- What you should do: Please copy out word for word everything from the row containing "of the shop", that row included, down through the last of the rows below.
== Provided data
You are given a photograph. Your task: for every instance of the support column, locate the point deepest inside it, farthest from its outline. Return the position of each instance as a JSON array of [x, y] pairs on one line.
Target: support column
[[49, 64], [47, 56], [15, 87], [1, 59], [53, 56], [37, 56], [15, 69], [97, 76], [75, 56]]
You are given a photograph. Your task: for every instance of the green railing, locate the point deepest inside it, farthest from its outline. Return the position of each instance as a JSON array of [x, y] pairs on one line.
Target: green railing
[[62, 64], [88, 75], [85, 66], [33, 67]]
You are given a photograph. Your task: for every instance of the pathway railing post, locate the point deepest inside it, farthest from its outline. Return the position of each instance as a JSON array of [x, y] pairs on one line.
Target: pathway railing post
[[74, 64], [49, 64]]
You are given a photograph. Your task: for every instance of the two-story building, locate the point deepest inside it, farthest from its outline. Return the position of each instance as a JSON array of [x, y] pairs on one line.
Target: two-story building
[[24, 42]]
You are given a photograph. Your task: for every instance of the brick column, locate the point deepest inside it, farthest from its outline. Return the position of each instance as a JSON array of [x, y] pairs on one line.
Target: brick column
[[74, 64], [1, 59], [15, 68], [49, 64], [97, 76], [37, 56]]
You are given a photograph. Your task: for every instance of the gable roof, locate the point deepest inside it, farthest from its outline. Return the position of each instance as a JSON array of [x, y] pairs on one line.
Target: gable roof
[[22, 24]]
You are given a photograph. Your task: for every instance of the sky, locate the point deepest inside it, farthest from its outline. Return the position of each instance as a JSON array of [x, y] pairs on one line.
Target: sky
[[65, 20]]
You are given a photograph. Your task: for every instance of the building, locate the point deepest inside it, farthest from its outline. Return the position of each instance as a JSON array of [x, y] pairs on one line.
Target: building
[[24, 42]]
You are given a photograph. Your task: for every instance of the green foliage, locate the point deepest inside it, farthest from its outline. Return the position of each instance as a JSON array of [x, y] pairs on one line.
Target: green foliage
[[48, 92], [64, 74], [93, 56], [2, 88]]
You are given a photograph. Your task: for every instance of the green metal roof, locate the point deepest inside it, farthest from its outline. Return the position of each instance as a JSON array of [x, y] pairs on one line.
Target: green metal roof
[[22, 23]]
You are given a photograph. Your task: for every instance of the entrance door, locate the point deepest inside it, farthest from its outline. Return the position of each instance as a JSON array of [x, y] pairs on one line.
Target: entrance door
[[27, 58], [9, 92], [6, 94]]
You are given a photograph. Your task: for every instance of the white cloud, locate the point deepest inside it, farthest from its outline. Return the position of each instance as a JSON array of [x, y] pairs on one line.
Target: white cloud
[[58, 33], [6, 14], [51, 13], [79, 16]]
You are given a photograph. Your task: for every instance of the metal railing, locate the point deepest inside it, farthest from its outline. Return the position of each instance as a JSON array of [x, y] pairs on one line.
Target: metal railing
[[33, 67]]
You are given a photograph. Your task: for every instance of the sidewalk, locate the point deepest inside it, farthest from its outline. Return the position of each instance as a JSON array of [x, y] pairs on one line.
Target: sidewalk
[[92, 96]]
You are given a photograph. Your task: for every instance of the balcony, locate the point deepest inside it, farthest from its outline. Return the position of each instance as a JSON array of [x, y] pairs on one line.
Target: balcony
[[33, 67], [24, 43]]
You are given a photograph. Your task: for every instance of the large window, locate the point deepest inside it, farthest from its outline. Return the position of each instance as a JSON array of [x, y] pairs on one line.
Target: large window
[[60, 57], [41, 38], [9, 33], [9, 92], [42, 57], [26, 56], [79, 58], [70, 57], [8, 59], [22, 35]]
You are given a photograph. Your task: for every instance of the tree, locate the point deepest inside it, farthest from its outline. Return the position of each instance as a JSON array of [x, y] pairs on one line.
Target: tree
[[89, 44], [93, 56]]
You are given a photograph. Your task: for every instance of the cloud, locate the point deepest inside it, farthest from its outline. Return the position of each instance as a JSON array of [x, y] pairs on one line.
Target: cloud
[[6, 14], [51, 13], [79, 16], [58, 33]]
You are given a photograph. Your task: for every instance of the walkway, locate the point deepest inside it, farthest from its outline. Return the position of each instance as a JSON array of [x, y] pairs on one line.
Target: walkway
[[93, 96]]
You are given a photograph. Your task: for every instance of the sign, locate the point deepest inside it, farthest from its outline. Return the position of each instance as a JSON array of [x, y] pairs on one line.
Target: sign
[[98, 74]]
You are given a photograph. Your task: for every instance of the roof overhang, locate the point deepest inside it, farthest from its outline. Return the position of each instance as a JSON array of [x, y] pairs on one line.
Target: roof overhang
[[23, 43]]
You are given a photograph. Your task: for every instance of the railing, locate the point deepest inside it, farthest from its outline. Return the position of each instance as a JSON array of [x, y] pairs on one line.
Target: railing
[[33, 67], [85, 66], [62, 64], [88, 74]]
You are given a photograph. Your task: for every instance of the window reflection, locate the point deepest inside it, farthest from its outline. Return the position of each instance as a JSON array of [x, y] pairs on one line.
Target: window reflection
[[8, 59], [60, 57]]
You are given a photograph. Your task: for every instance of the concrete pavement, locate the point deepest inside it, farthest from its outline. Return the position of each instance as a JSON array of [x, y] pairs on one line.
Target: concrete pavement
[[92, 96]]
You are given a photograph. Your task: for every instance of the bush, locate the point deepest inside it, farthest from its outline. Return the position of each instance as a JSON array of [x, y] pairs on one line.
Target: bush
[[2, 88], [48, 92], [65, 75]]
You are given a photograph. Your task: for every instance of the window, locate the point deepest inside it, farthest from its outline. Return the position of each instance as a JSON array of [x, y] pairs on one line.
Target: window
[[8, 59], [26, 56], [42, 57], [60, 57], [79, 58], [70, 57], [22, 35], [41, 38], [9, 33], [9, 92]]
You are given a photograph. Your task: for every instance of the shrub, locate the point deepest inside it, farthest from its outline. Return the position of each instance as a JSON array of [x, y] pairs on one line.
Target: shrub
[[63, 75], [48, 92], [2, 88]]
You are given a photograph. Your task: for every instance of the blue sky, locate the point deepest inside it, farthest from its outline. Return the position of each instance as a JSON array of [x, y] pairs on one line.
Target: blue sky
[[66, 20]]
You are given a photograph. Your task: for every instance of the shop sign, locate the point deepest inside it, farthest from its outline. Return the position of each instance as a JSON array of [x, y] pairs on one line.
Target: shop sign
====
- Written reply:
You are given a photograph. Your task: for every instance of the shop sign, locate the point deepest inside it, farthest from its outline. Return the position of each instance as a JSON array of [x, y] pairs on one line.
Target: shop sign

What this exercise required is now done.